**Written request**. Begin at the line that contains "wall, one point per instance." and stop after the line that contains "[[297, 295], [257, 294]]". Rewrite those lines, requests included, with every answer coordinate multiplied by 2.1 and rounded to a whole number (halves up), leaving the sample coordinates in the requests unchanged.

**Information shown**.
-=-=-=-=-
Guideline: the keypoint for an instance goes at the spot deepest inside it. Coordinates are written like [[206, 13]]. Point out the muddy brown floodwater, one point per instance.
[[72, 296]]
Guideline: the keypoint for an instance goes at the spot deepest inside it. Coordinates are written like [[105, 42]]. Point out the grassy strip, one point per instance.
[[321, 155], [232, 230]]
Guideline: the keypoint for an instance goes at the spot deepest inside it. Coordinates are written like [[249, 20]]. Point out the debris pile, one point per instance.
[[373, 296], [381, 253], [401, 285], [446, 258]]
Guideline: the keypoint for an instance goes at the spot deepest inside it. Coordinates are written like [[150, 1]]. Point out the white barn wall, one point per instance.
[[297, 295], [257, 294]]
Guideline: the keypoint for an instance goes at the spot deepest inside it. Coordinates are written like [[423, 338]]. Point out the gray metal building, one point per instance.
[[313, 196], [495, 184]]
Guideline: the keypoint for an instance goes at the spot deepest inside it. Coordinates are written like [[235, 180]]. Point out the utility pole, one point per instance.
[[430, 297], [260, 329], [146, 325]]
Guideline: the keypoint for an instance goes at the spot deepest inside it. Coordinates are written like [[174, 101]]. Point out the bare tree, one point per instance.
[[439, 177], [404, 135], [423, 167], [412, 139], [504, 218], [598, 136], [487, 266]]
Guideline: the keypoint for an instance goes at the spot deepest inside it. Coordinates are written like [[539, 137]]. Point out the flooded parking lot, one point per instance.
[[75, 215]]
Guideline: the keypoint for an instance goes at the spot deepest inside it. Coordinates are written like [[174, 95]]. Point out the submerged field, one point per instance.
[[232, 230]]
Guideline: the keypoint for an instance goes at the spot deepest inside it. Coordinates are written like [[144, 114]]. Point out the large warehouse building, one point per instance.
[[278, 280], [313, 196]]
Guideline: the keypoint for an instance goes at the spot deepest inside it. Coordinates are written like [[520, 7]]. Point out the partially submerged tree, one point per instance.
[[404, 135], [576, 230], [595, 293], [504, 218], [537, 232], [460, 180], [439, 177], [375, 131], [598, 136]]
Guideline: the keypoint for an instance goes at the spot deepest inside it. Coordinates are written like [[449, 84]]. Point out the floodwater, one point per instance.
-=-=-=-=-
**Exercise answer**.
Guideline: the keypoint for an instance goes at the spot deepest inside it. Coordinates are written like [[150, 1]]. Point out the white barn wall, one point per instance.
[[624, 620], [540, 617]]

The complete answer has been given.